- Source document -
↓

Following the terrorist attacks of September 11, 2001 on New York and Virginia, Dallas was deployed as part of Operation Noble Eagle off the coast of the southeastern United States. Her mission was to interrogate and board vessels entering US waterways. This marked a change in the Coast Guard's operations as an emphasis on homeland security preceded Dallass previous missions of drug interdiction and operations with the U.S. Navy overseas.

During the summer of 2002, Dallas took part in a new approach to maritime drug interdiction. Deployed alongside Gallatin, the only other 378-foot cutter on the East Coast, Dallas took part in Operation New Frontier. Operation New Frontier utilized armed helicopters from the Helicopter Interdiction Tactical Squadron (HITRON) to stop small high-speed vessels ("go-fasts") before they could reach their destination.

In 2003, Dallas was assigned to the U.S. Sixth Fleet in the Mediterranean Sea in support of Operation Iraqi Freedom. Dallas initially provided armed escorts through the Straits of Gibraltar and conducted boardings of vessels leaving the Suez Canal, as the Iraqis retreated. Dallas made port calls in Rota, Spain, Split, Croatia, Sicily, and Madeira, Portugal.

↑

- Data shown -
↓

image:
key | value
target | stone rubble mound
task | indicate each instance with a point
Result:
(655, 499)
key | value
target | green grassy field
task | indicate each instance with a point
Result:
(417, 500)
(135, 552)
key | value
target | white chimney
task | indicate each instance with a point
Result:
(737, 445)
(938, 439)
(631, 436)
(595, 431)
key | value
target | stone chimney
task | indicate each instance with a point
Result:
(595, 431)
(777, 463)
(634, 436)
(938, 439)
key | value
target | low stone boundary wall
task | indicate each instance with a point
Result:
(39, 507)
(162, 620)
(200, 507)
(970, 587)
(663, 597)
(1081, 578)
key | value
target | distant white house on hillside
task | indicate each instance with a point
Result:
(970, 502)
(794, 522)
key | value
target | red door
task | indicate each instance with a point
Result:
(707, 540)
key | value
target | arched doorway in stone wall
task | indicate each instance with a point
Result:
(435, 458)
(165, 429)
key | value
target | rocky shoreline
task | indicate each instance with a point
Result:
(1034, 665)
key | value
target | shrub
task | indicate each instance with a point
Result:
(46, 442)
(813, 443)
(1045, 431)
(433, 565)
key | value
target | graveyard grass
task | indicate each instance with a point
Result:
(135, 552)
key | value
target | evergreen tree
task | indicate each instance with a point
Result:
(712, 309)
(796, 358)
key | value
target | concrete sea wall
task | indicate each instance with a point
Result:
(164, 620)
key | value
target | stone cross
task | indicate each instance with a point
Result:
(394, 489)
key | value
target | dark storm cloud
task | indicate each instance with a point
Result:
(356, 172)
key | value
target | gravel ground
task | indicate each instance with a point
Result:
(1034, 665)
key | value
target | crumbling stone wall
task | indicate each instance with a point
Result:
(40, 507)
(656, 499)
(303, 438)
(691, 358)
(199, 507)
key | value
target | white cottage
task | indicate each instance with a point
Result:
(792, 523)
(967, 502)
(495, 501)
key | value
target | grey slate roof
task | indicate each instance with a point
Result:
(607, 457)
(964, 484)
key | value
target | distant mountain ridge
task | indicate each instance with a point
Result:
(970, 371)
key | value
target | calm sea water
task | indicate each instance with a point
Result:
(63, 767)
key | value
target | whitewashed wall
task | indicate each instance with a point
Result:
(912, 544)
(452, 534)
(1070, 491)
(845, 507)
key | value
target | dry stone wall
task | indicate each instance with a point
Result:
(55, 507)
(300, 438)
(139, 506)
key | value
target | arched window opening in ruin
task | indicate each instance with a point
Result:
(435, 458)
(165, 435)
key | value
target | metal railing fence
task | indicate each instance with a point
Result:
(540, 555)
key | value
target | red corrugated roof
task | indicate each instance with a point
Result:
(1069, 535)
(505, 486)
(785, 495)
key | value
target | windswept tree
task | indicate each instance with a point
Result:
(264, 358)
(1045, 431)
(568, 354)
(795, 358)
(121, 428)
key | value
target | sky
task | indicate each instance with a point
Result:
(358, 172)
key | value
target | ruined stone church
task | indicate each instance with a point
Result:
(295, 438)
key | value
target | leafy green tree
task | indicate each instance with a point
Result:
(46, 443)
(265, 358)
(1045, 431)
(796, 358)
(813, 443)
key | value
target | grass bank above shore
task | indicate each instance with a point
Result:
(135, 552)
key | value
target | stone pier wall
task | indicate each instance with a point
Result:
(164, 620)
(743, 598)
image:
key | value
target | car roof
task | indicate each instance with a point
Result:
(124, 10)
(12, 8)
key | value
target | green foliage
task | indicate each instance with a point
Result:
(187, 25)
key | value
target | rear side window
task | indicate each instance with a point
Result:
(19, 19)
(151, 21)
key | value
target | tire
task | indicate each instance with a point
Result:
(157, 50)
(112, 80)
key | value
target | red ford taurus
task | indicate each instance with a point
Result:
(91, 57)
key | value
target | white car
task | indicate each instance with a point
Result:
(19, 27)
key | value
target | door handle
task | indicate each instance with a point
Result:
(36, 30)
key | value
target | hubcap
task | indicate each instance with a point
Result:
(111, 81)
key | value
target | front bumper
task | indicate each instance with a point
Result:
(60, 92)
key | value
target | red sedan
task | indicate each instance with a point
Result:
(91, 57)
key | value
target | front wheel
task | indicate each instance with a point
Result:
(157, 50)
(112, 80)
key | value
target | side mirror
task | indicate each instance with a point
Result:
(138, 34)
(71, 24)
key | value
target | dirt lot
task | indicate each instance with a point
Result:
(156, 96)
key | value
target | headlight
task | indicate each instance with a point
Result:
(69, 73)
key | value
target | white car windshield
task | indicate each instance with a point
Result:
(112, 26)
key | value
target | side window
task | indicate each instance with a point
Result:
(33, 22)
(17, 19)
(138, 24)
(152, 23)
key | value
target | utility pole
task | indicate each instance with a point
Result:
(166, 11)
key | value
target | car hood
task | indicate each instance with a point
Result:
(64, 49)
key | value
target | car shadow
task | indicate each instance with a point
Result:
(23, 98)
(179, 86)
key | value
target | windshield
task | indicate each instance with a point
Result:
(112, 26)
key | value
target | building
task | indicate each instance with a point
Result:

↑

- Problem details -
Quote the passage about the cutter Dallas from "Following the terrorist" up to and including "reach their destination.". The lines have no connection to the passage about the cutter Dallas.

- Response area -
Following the terrorist attacks of September 11, 2001 on New York and Virginia, Dallas was deployed as part of Operation Noble Eagle off the coast of the southeastern United States. Her mission was to interrogate and board vessels entering US waterways. This marked a change in the Coast Guard's operations as an emphasis on homeland security preceded Dallass previous missions of drug interdiction and operations with the U.S. Navy overseas.

During the summer of 2002, Dallas took part in a new approach to maritime drug interdiction. Deployed alongside Gallatin, the only other 378-foot cutter on the East Coast, Dallas took part in Operation New Frontier. Operation New Frontier utilized armed helicopters from the Helicopter Interdiction Tactical Squadron (HITRON) to stop small high-speed vessels ("go-fasts") before they could reach their destination.